● **Given text**:
============================================================

# VR CO2 Study - Data processing

This notebook does the following:

1. x
2. y
3. z

Input: input
Output: output

In [None]:
# TODO
#1. Participant 1 CO2 mask data time is weird. First row of data in mask co2 df is '2022-04-27 17:50:59 UTC' while the file suggests it started 2022-04-27T19-55-22
#2 Participant 10 seems to have the same issue as P1 but generated fixed time csv. Still needs solving

In [None]:
# Imports
import os
if('notebooks' in os.getcwd()):
    os.chdir('..')

============================================================

● **Material provided**:
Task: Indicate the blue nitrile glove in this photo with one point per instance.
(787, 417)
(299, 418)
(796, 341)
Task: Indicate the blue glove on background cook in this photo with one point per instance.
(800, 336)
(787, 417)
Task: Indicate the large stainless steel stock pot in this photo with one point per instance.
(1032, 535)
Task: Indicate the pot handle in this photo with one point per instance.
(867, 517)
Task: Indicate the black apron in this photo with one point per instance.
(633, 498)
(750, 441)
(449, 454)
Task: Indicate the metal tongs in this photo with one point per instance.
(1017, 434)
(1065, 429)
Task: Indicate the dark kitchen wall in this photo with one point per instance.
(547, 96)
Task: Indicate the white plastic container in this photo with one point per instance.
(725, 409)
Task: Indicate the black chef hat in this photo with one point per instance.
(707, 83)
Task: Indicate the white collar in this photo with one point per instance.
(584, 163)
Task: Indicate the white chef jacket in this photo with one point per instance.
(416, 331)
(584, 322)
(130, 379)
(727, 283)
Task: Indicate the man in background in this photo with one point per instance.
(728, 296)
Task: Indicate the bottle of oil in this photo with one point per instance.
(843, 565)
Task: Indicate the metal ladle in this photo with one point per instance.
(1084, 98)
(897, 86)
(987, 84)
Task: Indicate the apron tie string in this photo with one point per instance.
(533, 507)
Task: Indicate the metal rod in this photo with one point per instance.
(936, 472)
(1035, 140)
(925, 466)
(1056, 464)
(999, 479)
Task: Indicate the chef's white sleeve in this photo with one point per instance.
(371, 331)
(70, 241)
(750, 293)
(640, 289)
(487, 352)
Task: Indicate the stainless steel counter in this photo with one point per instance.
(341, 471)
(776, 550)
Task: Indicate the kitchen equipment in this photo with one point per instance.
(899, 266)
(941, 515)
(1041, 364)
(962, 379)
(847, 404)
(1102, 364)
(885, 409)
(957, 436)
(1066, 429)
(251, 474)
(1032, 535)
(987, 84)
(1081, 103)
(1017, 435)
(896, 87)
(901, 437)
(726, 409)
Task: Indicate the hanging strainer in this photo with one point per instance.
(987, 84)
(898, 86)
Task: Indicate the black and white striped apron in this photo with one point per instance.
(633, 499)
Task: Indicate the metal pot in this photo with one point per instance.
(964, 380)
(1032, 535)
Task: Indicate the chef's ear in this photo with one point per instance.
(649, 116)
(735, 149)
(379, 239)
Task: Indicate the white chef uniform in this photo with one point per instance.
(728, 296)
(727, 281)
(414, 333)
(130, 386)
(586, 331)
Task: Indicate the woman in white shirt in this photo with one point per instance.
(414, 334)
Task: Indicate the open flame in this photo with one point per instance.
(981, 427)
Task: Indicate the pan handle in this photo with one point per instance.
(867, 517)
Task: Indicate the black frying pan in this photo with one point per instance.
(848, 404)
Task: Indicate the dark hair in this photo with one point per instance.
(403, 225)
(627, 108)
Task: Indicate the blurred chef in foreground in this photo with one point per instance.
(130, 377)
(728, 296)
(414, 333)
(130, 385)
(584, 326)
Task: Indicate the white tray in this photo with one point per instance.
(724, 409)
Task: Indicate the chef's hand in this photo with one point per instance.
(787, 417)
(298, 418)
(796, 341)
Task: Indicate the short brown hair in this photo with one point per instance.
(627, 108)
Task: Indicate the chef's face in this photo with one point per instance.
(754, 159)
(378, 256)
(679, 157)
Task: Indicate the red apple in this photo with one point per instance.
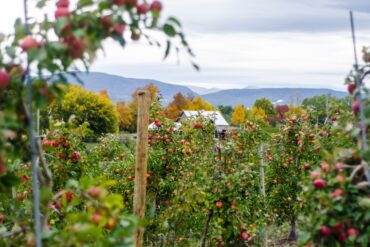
(325, 231)
(76, 155)
(111, 222)
(245, 235)
(69, 196)
(306, 166)
(218, 204)
(4, 79)
(47, 143)
(197, 125)
(356, 106)
(62, 4)
(94, 192)
(131, 3)
(76, 48)
(351, 87)
(96, 218)
(342, 237)
(325, 167)
(106, 21)
(319, 183)
(25, 178)
(156, 6)
(142, 9)
(336, 193)
(29, 43)
(61, 12)
(119, 2)
(338, 227)
(353, 232)
(119, 28)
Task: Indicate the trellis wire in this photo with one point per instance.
(358, 83)
(35, 182)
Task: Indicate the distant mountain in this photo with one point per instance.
(203, 90)
(120, 88)
(281, 95)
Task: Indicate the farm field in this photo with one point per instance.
(78, 168)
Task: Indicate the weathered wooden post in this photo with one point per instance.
(263, 190)
(143, 97)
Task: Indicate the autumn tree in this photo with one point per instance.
(256, 114)
(281, 111)
(179, 104)
(226, 111)
(86, 106)
(238, 116)
(266, 106)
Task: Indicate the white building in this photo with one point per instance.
(216, 116)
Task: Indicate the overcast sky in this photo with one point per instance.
(240, 43)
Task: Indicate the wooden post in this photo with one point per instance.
(141, 161)
(263, 190)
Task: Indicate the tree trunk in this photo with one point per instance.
(293, 233)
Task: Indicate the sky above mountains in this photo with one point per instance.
(241, 43)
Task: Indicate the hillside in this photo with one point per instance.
(120, 88)
(284, 95)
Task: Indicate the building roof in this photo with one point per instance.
(215, 115)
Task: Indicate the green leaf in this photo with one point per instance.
(84, 3)
(10, 51)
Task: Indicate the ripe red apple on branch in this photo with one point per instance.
(4, 79)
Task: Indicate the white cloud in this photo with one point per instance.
(240, 43)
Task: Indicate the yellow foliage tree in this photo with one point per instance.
(86, 106)
(256, 113)
(295, 111)
(238, 116)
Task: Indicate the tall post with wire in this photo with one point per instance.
(32, 138)
(358, 83)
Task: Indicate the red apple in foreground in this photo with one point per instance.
(29, 43)
(94, 192)
(4, 79)
(119, 2)
(351, 87)
(353, 232)
(62, 4)
(96, 218)
(106, 21)
(356, 106)
(245, 235)
(325, 231)
(319, 183)
(218, 204)
(142, 9)
(156, 6)
(61, 12)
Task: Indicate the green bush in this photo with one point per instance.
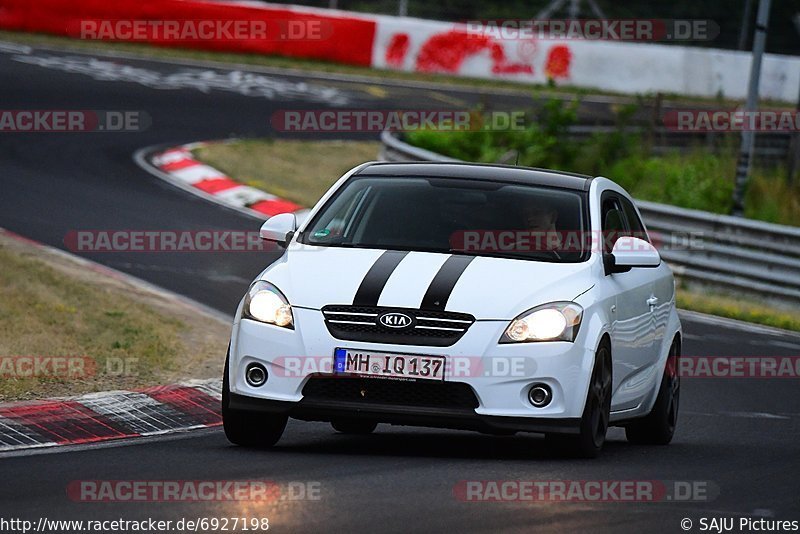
(697, 179)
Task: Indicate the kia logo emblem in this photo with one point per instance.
(395, 320)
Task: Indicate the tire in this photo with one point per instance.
(596, 413)
(658, 427)
(249, 429)
(353, 426)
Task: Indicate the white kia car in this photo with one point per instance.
(478, 297)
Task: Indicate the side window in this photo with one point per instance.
(613, 222)
(634, 222)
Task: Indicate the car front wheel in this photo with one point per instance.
(249, 429)
(658, 427)
(596, 413)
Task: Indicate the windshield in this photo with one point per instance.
(453, 215)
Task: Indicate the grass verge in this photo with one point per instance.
(124, 335)
(303, 170)
(300, 171)
(310, 65)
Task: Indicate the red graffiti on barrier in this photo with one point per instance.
(559, 59)
(397, 50)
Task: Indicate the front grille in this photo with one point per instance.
(432, 328)
(421, 393)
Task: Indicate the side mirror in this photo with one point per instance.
(631, 252)
(279, 228)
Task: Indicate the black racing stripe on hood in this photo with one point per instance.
(375, 280)
(443, 283)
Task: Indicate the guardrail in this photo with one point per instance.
(723, 251)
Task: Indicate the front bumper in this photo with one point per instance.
(499, 375)
(458, 419)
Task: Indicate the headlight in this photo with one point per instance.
(557, 321)
(265, 303)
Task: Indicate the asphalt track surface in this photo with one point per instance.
(739, 437)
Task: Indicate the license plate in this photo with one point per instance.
(388, 365)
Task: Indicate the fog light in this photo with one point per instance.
(540, 395)
(255, 374)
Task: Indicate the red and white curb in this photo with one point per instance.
(110, 415)
(179, 166)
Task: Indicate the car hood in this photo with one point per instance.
(487, 288)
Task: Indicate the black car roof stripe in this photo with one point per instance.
(442, 285)
(375, 280)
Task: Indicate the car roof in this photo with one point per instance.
(479, 171)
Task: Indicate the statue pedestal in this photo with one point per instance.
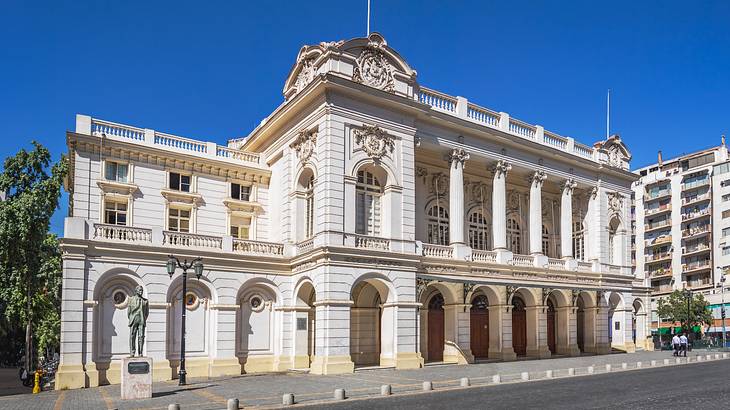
(136, 378)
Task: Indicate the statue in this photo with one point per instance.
(137, 312)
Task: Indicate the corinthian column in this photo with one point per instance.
(456, 159)
(499, 205)
(566, 219)
(536, 181)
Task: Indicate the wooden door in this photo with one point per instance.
(519, 326)
(436, 329)
(551, 327)
(479, 327)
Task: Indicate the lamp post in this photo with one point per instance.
(172, 264)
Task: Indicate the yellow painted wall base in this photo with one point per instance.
(332, 365)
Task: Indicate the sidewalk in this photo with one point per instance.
(267, 390)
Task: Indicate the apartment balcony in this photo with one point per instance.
(696, 232)
(658, 210)
(656, 227)
(696, 200)
(661, 240)
(695, 250)
(696, 215)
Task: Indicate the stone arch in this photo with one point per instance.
(111, 330)
(373, 320)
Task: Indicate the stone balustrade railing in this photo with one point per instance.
(461, 107)
(141, 136)
(105, 232)
(191, 240)
(258, 247)
(372, 242)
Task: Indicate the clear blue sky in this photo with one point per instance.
(211, 70)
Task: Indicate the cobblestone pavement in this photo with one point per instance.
(267, 390)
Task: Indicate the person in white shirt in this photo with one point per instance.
(675, 345)
(683, 343)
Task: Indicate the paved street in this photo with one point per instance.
(267, 390)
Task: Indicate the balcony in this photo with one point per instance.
(696, 232)
(658, 210)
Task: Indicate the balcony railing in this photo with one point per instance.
(120, 233)
(371, 242)
(257, 247)
(191, 240)
(438, 251)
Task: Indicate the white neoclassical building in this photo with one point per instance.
(367, 221)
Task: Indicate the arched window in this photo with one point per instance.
(579, 246)
(368, 204)
(514, 238)
(545, 241)
(478, 231)
(309, 207)
(438, 225)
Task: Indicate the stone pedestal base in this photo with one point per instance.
(136, 378)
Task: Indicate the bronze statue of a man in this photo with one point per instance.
(137, 311)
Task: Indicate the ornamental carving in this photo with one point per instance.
(615, 202)
(374, 141)
(306, 74)
(372, 69)
(439, 184)
(501, 168)
(305, 144)
(458, 156)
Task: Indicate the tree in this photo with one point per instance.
(674, 309)
(30, 268)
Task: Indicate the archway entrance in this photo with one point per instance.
(551, 326)
(519, 326)
(436, 328)
(479, 320)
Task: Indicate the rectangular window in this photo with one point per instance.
(178, 220)
(116, 172)
(240, 192)
(115, 213)
(179, 182)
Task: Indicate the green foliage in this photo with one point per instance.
(673, 308)
(30, 261)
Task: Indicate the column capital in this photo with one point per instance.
(569, 185)
(457, 154)
(537, 178)
(501, 168)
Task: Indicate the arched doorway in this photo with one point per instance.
(551, 326)
(436, 328)
(479, 320)
(519, 326)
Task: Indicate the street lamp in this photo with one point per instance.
(197, 265)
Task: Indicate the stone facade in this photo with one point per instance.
(366, 221)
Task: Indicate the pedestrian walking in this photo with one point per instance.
(675, 345)
(683, 343)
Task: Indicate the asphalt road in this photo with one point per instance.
(692, 386)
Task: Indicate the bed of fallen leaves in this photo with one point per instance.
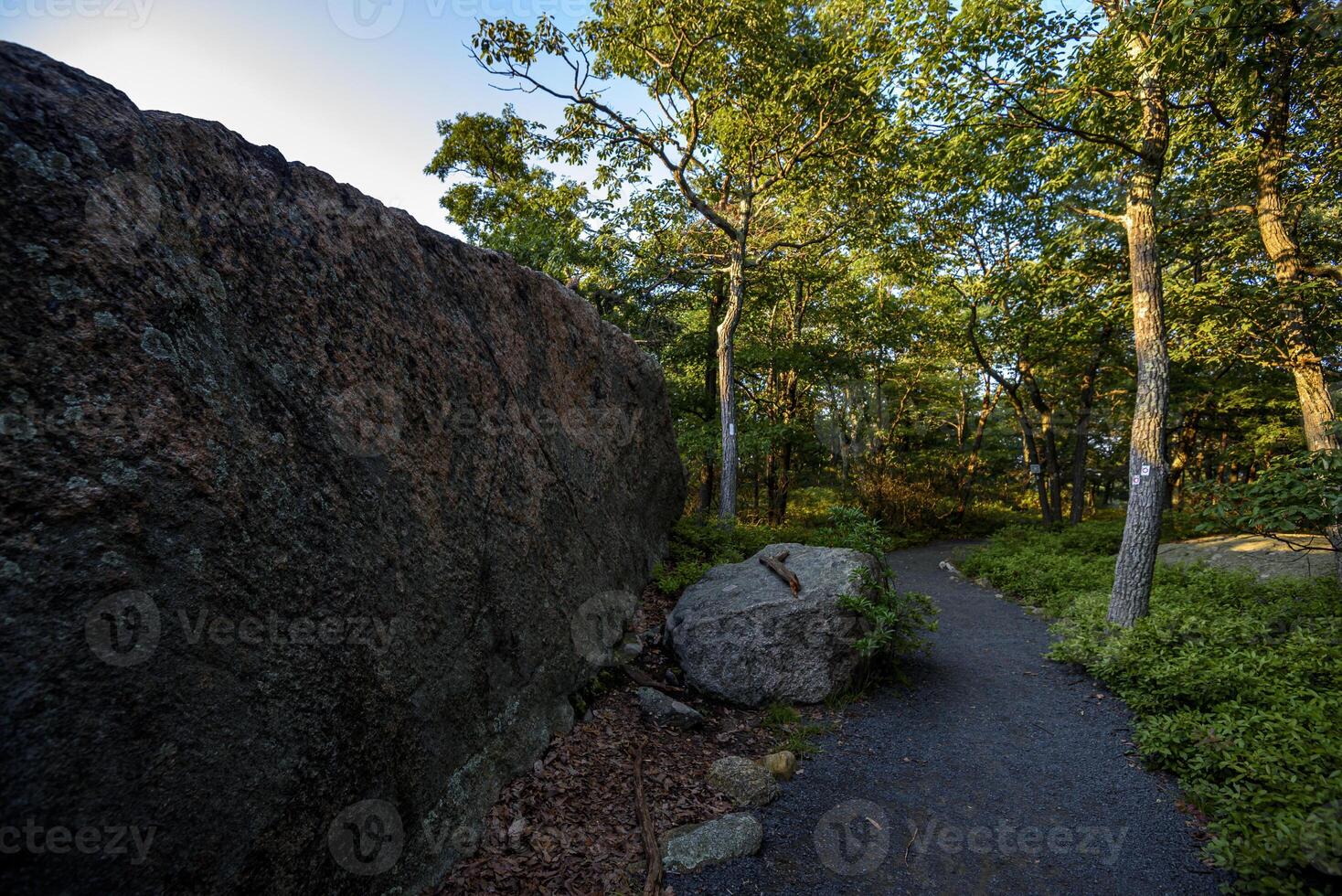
(570, 825)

============================================================

● **Required actions**:
a) Answer these about the CO2 study notebook, one per line:
(i) What timestamp appears in the first row of Participant 1's mask CO2 data?
(ii) Which participant seems to have the same issue as Participant 1?
(iii) Which module does the imports section bring in?
b) Copy the records starting at the line that contains "Task: Indicate the bed" and ending at the last line of the records. Omit the pictures.
The CO2 study notebook and the records are unrelated material.

● **Exercise results**:
a)
(i) '2022-04-27 17:50:59 UTC'
(ii) Participant 10
(iii) os

b)
Task: Indicate the bed of fallen leaves in this photo with one point per instance.
(570, 825)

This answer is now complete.